Set task 1: Reproduce, word for word, the portion of the article on Pennsylvania's environmental amendment starting at "With the enactment" and ending at "replaced the old.".

Source:
_ _ _ _ _ _ _
Environmental Heritage - The Environmental Amendment to the State Constitution – 37 Years Later

By Franklin L. Kury

At the primary election held on May 18, 1971 the voters of Pennsylvania approved the Joint Resolution 3 for an environmental amendment to the State Constitution by a vote of 1,021,342 to 259,979. With that overwhelming support, House Bill 31 became Article 1, Section 27, Natural Resources and the Public Estate, of the Pennsylvania Constitution.

"The people have a right to clean air, pure water, and to the preservation of the natural, scenic, historic and esthetic values of the environment. Pennsylvania's public natural resources are the common property of all the people, including generations yet to come. As trustee of these resources, the Commonwealth shall conserve and maintain them for the benefit of all the people."

With it the environmental revolution in Pennsylvania reached its zenith.

Beginning with the passage of House Bill 585 in 1965, that brought the coal companies fully under the Clean Streams law, the legislature and the Governors with revolutionary zeal enacted a string of laws to bring about protection of the environment on behalf of the public - the All Surface Mining Act, the Coal Refuse Disposal Act, the Air Pollution Control Act, the Clean Streams Act, the Solid Waste Management Act, the Pennsylvania Scenic Rivers Act, the Department of Environmental Resources law, the $500 million conservation bond issue, and a law to require the Pennsylvania Department of Transportation to conduct environmental evaluations in planning highway projects.

After a century of environmental exploitation by the coal, steel and railroad industries that inflicted great damage on our air, streams and land, an exploitation in which the state government had acquiesced, the people of Pennsylvania - like a sleeping giant suddenly aroused in anger - acted through the legislature to stop the environmental degradation and begin to repair the damage.

Article I, Section 27 provided a constitutional policy of stewardship of the environment that replaced the previous tacit policy that condoned the ravaging of our natural resources in the name of industrial prosperity. It provided strong advantages to the fight to reclaim our state’s environment. Everyone taking public office in our state now swears to uphold Article I, Section 27 as part of the constitutional obligation of all public officials. As a constitutional amendment, it can not be changed nearly as easily as an act of the legislature. The Constitutional amendment gives the spirit and philosophical basis for environmental protection that can endure indefinitely.

With the enactment of Article 1, Section 27 in 1971, it could be said - as William Butler Yeats said in another context - that out of Pennsylvania’s history of environmental devastation a terrible beauty was born. Our way of looking at our air, land and water was changed radically forever. No longer would environmental law be basically a matter of property rights alone. From then forward we would view the environment as a public trust to be administered by our state government. A new order had replaced the old.

The enormous environmental awakening that shook the body politic occurred in large measure because television brought into everyone’s homes the devastation of oil spills and other disasters. The public conscience reacted politically and created a movement in the states and federal government to change course.

Today, thirty-seven years later, thanks to the laws passed during the environmental revolution of 1965-1972 and in the years since, the threats to Pennsylvania’s environment from sources within the Commonwealth are in check. Progress is being made to undue our state’s environmental damages. However, Pennsylvania’s environment is now under a protracted siege from sources far beyond our state. Now the entire planet confronts serious environmental and humanitarian threats that cover our globe without regard to governmental boundary lines.
_ _ _ _ _ _ _
Input records:
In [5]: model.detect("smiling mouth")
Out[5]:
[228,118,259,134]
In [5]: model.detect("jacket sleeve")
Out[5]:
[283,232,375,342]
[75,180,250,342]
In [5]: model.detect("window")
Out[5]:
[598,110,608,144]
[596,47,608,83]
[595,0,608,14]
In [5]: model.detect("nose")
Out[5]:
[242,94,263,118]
_ _ _ _ _ _ _
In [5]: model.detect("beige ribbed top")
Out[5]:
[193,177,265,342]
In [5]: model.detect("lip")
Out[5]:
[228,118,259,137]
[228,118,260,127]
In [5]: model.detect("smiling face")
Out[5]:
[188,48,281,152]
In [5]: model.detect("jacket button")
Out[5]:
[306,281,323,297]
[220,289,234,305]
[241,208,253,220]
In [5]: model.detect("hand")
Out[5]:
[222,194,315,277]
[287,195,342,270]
_ _ _ _ _ _ _
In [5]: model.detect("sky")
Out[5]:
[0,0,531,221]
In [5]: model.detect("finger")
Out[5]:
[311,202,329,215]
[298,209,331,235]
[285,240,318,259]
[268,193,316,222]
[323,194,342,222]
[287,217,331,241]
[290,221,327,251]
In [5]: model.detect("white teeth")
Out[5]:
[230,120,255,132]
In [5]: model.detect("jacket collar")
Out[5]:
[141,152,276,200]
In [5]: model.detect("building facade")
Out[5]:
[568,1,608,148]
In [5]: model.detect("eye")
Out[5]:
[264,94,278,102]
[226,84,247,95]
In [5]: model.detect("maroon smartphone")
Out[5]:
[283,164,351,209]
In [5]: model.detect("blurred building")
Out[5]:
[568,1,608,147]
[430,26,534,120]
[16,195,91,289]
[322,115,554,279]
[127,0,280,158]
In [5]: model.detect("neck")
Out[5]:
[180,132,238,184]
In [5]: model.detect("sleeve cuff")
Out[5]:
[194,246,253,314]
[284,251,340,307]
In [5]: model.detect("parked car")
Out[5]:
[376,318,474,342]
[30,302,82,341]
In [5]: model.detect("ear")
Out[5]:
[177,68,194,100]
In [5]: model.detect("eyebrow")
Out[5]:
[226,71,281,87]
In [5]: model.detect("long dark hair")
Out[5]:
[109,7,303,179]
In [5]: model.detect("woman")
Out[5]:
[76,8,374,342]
_ _ _ _ _ _ _
Set task 2: Report every line of the records above that contains the string "smiling", matching case exactly.

Task solution 1:
With the enactment of Article 1, Section 27 in 1971, it could be said - as William Butler Yeats said in another context - that out of Pennsylvania’s history of environmental devastation a terrible beauty was born. Our way of looking at our air, land and water was changed radically forever. No longer would environmental law be basically a matter of property rights alone. From then forward we would view the environment as a public trust to be administered by our state government. A new order had replaced the old.

Task solution 2:
In [5]: model.detect("smiling mouth")
In [5]: model.detect("smiling face")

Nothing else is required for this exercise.